### WORK TO COMPLETE
Find "in black top." in the records that follow; print that line and each subsequent line through the last one, verbatim and with nothing added.

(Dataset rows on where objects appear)
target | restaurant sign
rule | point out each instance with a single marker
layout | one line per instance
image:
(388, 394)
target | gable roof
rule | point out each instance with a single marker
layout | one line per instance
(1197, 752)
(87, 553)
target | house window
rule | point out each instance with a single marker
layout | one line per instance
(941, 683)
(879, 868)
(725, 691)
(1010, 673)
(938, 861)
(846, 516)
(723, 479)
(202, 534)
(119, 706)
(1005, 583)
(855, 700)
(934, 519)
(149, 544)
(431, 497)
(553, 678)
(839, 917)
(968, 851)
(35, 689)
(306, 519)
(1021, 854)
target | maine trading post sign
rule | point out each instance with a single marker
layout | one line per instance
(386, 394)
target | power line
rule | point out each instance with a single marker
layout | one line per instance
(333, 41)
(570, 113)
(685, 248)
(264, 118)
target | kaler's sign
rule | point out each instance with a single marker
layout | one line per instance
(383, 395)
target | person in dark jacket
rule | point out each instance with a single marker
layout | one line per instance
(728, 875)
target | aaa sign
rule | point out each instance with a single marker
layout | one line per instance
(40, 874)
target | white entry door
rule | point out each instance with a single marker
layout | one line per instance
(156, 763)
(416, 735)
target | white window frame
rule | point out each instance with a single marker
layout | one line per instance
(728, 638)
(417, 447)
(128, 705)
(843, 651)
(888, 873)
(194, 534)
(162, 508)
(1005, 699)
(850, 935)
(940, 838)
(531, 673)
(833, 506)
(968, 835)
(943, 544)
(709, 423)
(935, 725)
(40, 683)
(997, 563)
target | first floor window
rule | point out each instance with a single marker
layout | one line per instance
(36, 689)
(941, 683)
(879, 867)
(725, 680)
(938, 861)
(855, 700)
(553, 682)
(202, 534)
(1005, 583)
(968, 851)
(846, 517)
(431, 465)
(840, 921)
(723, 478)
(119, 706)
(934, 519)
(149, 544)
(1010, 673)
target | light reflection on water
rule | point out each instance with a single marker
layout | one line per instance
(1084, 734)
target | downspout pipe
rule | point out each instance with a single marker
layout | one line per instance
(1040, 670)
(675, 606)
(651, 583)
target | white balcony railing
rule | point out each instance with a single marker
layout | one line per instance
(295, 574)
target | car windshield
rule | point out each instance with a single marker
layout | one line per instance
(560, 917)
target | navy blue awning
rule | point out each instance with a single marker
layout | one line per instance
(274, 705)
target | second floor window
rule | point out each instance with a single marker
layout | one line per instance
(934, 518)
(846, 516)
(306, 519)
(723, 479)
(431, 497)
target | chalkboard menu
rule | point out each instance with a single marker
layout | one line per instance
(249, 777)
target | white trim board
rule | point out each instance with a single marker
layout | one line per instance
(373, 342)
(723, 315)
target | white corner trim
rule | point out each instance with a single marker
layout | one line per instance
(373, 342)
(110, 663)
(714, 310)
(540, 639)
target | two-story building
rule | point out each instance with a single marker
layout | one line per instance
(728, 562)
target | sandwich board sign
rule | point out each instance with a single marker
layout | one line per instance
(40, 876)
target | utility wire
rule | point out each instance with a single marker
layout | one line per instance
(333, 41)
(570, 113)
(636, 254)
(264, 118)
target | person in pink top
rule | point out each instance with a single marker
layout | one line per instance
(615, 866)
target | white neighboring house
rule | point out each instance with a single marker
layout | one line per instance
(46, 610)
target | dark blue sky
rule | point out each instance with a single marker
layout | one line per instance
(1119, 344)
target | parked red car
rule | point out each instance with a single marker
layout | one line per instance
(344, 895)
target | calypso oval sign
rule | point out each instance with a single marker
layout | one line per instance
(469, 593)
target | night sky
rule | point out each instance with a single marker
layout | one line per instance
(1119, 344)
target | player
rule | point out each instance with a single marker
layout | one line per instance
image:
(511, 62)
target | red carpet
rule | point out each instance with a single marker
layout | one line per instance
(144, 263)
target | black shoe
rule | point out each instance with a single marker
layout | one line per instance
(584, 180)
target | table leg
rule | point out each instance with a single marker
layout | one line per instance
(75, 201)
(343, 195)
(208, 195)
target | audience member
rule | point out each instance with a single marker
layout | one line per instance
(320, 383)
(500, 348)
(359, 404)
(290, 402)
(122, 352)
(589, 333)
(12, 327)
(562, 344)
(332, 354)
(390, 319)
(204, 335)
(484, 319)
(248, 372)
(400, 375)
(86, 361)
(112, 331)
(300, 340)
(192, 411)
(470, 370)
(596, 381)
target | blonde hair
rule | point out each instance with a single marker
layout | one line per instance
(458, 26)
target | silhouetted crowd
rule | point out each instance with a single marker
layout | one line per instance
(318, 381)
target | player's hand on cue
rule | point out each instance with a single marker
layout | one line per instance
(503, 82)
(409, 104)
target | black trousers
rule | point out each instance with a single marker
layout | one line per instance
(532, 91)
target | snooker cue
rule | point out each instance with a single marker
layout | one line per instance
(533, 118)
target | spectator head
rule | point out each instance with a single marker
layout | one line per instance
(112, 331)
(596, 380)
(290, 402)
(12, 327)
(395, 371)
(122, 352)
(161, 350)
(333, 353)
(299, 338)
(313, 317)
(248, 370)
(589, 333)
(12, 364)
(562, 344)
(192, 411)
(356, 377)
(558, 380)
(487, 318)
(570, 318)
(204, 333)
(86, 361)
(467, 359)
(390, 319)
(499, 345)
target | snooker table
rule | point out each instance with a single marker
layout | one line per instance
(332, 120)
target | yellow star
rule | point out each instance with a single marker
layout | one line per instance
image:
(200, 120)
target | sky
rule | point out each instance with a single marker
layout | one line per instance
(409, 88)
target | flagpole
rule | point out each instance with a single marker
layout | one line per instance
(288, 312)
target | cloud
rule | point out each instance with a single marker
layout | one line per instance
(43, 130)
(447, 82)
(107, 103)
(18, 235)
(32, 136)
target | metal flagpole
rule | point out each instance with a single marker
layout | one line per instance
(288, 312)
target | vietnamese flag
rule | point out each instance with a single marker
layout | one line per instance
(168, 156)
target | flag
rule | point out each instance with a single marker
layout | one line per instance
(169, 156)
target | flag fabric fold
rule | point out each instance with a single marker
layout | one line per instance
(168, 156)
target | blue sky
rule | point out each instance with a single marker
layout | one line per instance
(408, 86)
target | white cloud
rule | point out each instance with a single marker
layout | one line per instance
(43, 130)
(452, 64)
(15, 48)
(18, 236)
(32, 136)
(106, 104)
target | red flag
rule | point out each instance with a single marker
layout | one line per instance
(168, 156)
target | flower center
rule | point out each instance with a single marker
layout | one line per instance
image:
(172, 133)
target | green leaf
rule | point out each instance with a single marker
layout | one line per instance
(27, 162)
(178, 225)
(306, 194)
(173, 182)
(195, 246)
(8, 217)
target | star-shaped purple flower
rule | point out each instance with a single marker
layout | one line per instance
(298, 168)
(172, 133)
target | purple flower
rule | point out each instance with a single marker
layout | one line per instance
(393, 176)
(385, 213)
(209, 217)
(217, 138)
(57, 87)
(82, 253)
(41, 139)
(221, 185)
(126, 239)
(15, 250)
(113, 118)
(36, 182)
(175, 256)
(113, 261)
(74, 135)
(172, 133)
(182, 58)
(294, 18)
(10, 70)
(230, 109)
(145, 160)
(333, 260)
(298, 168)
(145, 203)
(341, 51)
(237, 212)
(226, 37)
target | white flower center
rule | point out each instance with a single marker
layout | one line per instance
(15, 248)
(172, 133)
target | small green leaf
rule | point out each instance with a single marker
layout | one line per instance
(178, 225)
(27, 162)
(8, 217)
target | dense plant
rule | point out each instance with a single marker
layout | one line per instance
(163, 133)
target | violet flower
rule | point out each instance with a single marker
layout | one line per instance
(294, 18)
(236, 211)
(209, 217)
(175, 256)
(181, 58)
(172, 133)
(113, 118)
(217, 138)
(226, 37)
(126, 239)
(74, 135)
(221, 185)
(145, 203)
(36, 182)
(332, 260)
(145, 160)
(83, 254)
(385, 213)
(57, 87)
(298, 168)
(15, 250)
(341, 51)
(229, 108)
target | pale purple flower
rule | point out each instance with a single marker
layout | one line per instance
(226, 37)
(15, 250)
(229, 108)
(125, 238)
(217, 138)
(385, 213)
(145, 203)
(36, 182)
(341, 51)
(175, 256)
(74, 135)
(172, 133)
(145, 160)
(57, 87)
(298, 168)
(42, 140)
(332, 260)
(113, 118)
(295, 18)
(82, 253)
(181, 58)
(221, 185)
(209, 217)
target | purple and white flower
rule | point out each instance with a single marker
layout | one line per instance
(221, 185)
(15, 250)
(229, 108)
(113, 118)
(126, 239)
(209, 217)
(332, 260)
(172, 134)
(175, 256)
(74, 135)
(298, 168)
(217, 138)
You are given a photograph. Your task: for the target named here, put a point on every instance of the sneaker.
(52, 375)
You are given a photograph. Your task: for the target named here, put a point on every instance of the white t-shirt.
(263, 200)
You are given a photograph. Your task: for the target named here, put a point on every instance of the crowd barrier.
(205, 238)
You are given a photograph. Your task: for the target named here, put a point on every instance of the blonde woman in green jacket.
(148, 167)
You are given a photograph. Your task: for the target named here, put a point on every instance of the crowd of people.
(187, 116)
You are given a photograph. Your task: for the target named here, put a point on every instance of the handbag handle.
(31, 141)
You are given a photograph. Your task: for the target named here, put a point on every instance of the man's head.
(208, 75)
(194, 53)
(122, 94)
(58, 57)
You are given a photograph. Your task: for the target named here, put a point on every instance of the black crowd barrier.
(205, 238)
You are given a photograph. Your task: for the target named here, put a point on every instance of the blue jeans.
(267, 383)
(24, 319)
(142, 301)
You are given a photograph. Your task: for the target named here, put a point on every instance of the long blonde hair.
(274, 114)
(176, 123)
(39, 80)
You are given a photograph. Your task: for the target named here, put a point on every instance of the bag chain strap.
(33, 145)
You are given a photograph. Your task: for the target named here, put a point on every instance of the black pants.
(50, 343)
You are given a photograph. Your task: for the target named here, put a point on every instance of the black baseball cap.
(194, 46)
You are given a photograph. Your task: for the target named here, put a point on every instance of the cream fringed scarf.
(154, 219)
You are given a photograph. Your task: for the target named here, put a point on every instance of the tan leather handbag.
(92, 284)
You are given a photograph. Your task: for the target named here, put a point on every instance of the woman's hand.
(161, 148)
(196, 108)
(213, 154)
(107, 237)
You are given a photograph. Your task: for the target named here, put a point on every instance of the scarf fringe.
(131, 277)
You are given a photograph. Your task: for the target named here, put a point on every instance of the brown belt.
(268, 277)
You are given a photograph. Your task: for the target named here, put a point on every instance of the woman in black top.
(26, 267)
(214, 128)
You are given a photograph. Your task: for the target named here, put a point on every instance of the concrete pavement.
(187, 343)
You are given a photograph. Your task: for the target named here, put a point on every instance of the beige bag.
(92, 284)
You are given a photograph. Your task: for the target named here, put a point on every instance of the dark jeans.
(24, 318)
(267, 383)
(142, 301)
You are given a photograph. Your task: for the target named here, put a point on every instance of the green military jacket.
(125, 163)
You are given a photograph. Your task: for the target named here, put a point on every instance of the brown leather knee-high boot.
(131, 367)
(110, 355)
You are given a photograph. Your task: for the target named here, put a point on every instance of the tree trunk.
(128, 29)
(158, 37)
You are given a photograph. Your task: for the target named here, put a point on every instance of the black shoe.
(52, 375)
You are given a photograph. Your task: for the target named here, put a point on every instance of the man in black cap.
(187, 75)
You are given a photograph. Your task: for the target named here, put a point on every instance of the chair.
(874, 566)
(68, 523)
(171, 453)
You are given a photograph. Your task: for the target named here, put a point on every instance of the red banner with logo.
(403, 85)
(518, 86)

### FINAL RESULT
You are given a photograph. Your task: for the target named here, put a point on every instance of the woman in black top.
(26, 267)
(214, 128)
You are given a photograph. Your task: for the target named here, put a point on every instance of the concrete pavement.
(187, 343)
You are given a photograph. Your task: for the target named here, put a point on every instance of the beige bag.
(92, 284)
You are given a photograph. Your task: for the target named here, put a point on every instance of the dark jeans.
(24, 318)
(267, 383)
(142, 301)
You are given a photograph. Your task: for the target named here, put a point on every instance of the green military jacket.
(125, 163)
You are given a photograph. Your task: for the target named here, put a point on every instance of the brown leather knee-high boot.
(131, 367)
(110, 355)
You are given a photograph. Your task: for the target named here, put a point on every instance of the tree trunk.
(128, 29)
(158, 37)
You are given a photograph. Your task: for the target named here, put a point on every instance of the black shoe.
(52, 375)
You are given a photograph. Your task: for the target named here, put a point on every instance of the man in black cap.
(187, 75)
You are given a photograph. Your task: for the target named here, put a point on every instance of the chair.
(874, 566)
(68, 523)
(171, 453)
You are given a photograph. Your task: for the target named here, put a point on every instance of the red banner with logo.
(403, 85)
(518, 86)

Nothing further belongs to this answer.